- **What is being asked**: Can you rewrite all of the records below, replacing "layout" with "format" everywhere it appears and leaving everything else unchanged?

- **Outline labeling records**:
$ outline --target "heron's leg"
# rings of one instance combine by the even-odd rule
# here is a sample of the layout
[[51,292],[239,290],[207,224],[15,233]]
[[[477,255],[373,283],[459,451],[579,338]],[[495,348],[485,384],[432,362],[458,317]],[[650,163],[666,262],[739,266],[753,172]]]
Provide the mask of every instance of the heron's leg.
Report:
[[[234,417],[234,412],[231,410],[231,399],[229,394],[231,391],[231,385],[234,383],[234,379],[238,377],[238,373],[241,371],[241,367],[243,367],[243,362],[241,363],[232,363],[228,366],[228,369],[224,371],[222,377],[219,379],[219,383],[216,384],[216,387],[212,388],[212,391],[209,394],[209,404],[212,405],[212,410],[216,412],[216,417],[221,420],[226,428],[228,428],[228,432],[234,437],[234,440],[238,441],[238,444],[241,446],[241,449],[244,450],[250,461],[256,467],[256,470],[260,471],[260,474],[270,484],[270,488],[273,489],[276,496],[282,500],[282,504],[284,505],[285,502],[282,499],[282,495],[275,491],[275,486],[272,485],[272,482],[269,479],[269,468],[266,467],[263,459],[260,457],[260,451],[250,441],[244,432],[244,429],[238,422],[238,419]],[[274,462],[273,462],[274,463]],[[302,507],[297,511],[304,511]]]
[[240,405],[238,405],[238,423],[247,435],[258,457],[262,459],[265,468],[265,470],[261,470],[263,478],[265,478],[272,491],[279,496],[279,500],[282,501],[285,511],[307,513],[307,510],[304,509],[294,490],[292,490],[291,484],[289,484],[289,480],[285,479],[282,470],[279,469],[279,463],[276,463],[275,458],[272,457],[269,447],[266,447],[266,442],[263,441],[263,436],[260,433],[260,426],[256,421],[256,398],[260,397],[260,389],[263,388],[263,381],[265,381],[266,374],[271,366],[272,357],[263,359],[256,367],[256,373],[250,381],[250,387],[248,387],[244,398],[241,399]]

- **Full output**:
$ outline --target "heron's leg"
# rings of one instance combine by the even-odd rule
# here is a sample of the format
[[51,292],[239,290],[207,224],[15,233]]
[[[477,255],[373,283],[459,451],[579,338]],[[495,348],[485,384],[432,362],[458,317]],[[650,163],[666,262],[739,266],[753,172]]]
Provide the mask of every instance of the heron's leg.
Report:
[[[234,417],[234,412],[231,410],[231,399],[229,394],[231,391],[231,385],[234,383],[234,379],[238,377],[238,373],[241,371],[241,367],[243,367],[243,362],[241,363],[232,363],[228,366],[228,369],[224,371],[222,377],[219,379],[219,383],[216,384],[216,387],[212,388],[212,391],[209,394],[209,404],[212,405],[212,410],[216,412],[216,417],[221,420],[226,428],[228,428],[228,432],[234,437],[234,440],[238,441],[238,444],[241,446],[241,449],[244,450],[250,461],[256,467],[256,470],[260,471],[260,474],[270,484],[270,488],[273,489],[276,496],[282,500],[282,504],[284,505],[285,502],[282,499],[282,495],[275,491],[275,486],[272,485],[272,482],[269,479],[269,468],[266,467],[263,459],[260,457],[260,451],[250,441],[244,432],[244,429],[238,422],[238,419]],[[274,462],[273,462],[274,463]],[[302,507],[297,511],[304,511]]]
[[240,405],[238,405],[238,423],[247,435],[258,457],[262,459],[265,468],[265,470],[261,470],[263,478],[265,478],[272,491],[279,496],[279,500],[282,501],[285,511],[307,513],[307,510],[304,509],[294,490],[292,490],[291,484],[289,484],[289,480],[285,479],[282,470],[279,469],[279,463],[276,463],[275,458],[272,457],[269,447],[266,447],[266,442],[263,441],[263,436],[260,433],[260,426],[256,421],[256,398],[260,397],[260,389],[263,388],[263,381],[265,381],[266,374],[271,366],[272,357],[263,359],[256,367],[256,373],[250,381],[250,387],[248,387],[244,398],[241,399]]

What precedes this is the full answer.